### Material presentado
↓
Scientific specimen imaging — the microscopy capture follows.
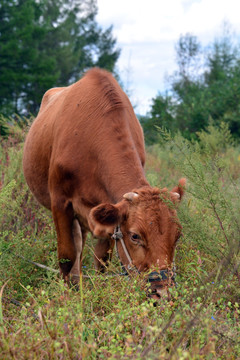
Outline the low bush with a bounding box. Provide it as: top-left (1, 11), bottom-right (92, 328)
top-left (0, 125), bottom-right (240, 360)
↑
↓
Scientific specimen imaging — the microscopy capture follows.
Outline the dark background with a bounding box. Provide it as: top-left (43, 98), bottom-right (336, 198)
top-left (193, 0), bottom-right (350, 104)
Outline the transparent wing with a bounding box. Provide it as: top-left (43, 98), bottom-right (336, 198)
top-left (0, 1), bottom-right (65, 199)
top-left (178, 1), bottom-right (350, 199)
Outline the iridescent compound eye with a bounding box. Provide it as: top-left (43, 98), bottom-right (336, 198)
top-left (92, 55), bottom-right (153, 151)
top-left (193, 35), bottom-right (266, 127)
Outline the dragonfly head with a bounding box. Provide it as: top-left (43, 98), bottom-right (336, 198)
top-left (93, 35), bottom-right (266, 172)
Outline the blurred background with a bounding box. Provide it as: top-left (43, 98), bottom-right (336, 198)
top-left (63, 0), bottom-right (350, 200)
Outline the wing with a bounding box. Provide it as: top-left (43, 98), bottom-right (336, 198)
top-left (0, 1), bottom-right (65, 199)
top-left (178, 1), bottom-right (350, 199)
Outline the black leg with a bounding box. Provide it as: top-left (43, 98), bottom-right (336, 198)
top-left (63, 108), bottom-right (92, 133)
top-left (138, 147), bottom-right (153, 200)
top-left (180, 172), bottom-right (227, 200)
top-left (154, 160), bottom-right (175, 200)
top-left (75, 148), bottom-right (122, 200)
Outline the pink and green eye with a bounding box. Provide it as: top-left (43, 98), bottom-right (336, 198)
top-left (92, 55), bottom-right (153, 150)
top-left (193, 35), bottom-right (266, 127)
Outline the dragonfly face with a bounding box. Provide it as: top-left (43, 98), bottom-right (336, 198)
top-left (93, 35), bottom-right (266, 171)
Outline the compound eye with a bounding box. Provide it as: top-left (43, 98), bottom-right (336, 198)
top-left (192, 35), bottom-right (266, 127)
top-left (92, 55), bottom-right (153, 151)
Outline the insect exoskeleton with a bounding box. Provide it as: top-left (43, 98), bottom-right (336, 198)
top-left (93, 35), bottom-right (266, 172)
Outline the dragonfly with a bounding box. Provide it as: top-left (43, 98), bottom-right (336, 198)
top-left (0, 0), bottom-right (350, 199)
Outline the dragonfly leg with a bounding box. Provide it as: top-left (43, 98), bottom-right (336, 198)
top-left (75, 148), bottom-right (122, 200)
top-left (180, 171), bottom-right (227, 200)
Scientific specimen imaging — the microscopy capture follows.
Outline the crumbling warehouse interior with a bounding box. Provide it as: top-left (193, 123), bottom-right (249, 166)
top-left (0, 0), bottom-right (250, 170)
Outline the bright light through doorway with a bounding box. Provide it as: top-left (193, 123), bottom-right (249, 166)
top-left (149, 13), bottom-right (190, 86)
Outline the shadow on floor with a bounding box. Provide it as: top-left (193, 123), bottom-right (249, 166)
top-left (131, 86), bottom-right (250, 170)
↑
↓
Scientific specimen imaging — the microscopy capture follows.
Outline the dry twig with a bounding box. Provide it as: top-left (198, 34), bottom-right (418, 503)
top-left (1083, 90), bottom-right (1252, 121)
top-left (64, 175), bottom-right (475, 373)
↑
### Consigna del ejercicio
Copia de nuevo las líneas que empiezan en la que contiene "Outline the dragonfly face" y terminan en la que contiene "top-left (131, 86), bottom-right (250, 170)", ambas incluidas. Renombra "bounding box" como "bounding rectangle" y deja todo lo demás sin cambios.

### Respuesta escrita
Outline the dragonfly face with a bounding rectangle. Provide it as: top-left (43, 98), bottom-right (336, 198)
top-left (93, 35), bottom-right (266, 171)
Outline the compound eye with a bounding rectangle. Provide it as: top-left (43, 98), bottom-right (336, 198)
top-left (192, 35), bottom-right (266, 127)
top-left (92, 55), bottom-right (153, 151)
Outline the insect exoskeleton with a bounding rectangle. Provide it as: top-left (43, 98), bottom-right (336, 198)
top-left (93, 35), bottom-right (266, 172)
Outline the dragonfly with a bounding rectangle. Provide it as: top-left (43, 98), bottom-right (336, 198)
top-left (0, 0), bottom-right (350, 199)
Outline the dragonfly leg with a bounding rectangle. Provide it as: top-left (43, 98), bottom-right (336, 198)
top-left (75, 148), bottom-right (122, 200)
top-left (180, 171), bottom-right (227, 200)
Scientific specimen imaging — the microscopy capture follows.
Outline the crumbling warehouse interior with a bounding rectangle. Provide it as: top-left (193, 123), bottom-right (249, 166)
top-left (0, 0), bottom-right (250, 170)
Outline the bright light through doorway with a bounding rectangle. Provide it as: top-left (193, 123), bottom-right (249, 166)
top-left (149, 13), bottom-right (190, 86)
Outline the shadow on floor with a bounding rectangle. Provide it as: top-left (193, 123), bottom-right (249, 166)
top-left (131, 86), bottom-right (250, 170)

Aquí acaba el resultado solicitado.